TASK STATEMENT: I'd like the entries repeated exactly, without their pictures.

________________

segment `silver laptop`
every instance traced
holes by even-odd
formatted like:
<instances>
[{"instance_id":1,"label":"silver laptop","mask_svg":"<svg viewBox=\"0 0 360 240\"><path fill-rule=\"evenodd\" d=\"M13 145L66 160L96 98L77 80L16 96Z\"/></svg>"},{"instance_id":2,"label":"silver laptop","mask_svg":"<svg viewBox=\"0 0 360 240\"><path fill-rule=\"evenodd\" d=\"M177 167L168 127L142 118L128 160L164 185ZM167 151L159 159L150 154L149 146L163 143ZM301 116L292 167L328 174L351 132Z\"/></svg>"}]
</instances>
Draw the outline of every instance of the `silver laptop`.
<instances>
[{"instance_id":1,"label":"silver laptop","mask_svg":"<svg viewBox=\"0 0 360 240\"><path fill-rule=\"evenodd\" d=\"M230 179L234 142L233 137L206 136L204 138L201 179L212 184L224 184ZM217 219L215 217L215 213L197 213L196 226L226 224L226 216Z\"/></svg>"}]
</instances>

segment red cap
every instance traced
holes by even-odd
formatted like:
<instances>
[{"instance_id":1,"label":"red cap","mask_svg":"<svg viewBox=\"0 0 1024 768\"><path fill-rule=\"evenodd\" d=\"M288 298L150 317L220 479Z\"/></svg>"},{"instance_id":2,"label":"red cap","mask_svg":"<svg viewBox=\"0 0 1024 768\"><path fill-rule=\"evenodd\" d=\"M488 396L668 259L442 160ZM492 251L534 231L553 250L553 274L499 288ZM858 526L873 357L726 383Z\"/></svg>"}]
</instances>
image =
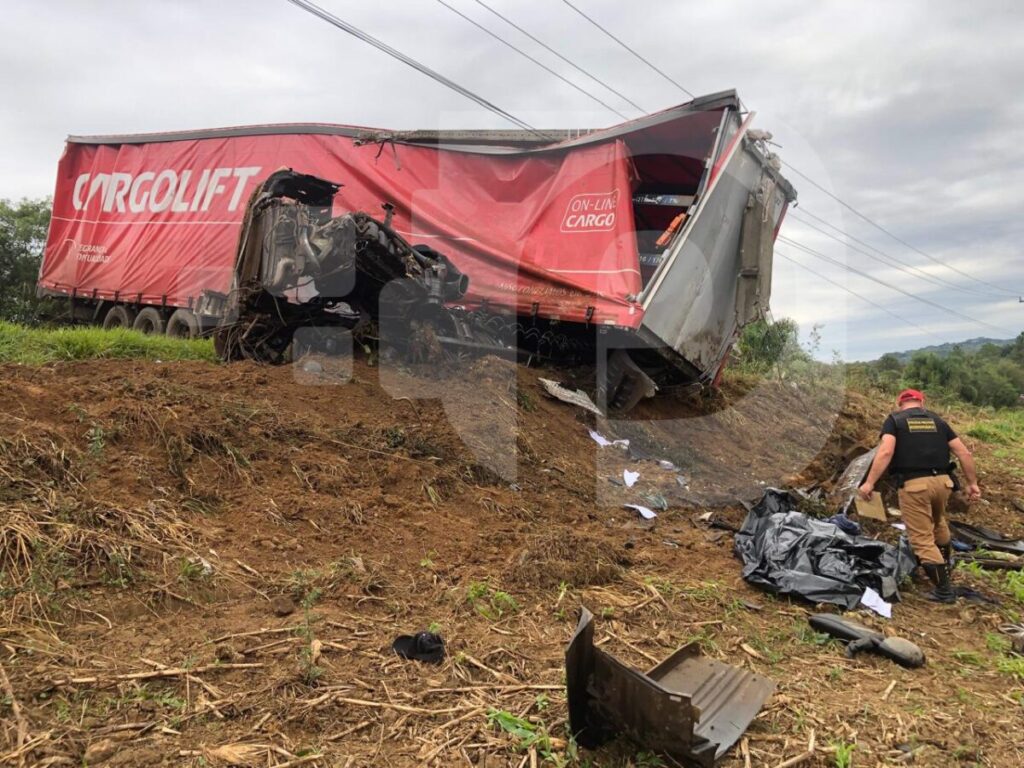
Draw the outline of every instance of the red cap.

________________

YOUR RESPONSE:
segment `silver laptop`
every instance traced
holes by even-odd
formatted like:
<instances>
[{"instance_id":1,"label":"silver laptop","mask_svg":"<svg viewBox=\"0 0 360 240\"><path fill-rule=\"evenodd\" d=\"M13 145L66 160L96 98L77 80L16 96Z\"/></svg>"},{"instance_id":2,"label":"silver laptop","mask_svg":"<svg viewBox=\"0 0 360 240\"><path fill-rule=\"evenodd\" d=\"M177 167L168 127L142 118L128 160L164 185ZM167 151L159 159L150 154L149 146L163 143ZM301 116L292 167L328 174L351 132Z\"/></svg>"}]
</instances>
Draw the outline of every instance of the `silver laptop`.
<instances>
[{"instance_id":1,"label":"silver laptop","mask_svg":"<svg viewBox=\"0 0 360 240\"><path fill-rule=\"evenodd\" d=\"M230 179L234 142L233 137L206 136L204 138L201 179L212 184L224 184ZM217 219L215 217L215 213L197 213L196 226L226 224L226 216Z\"/></svg>"}]
</instances>

segment red cap
every instance traced
holes by even-odd
formatted like:
<instances>
[{"instance_id":1,"label":"red cap","mask_svg":"<svg viewBox=\"0 0 1024 768\"><path fill-rule=\"evenodd\" d=\"M288 298L150 317L220 479Z\"/></svg>"},{"instance_id":2,"label":"red cap","mask_svg":"<svg viewBox=\"0 0 1024 768\"><path fill-rule=\"evenodd\" d=\"M488 396L668 259L442 160ZM492 251L534 231L553 250L553 274L499 288ZM858 526L873 357L726 383Z\"/></svg>"}]
</instances>
image =
Draw the outline of every instance of the red cap.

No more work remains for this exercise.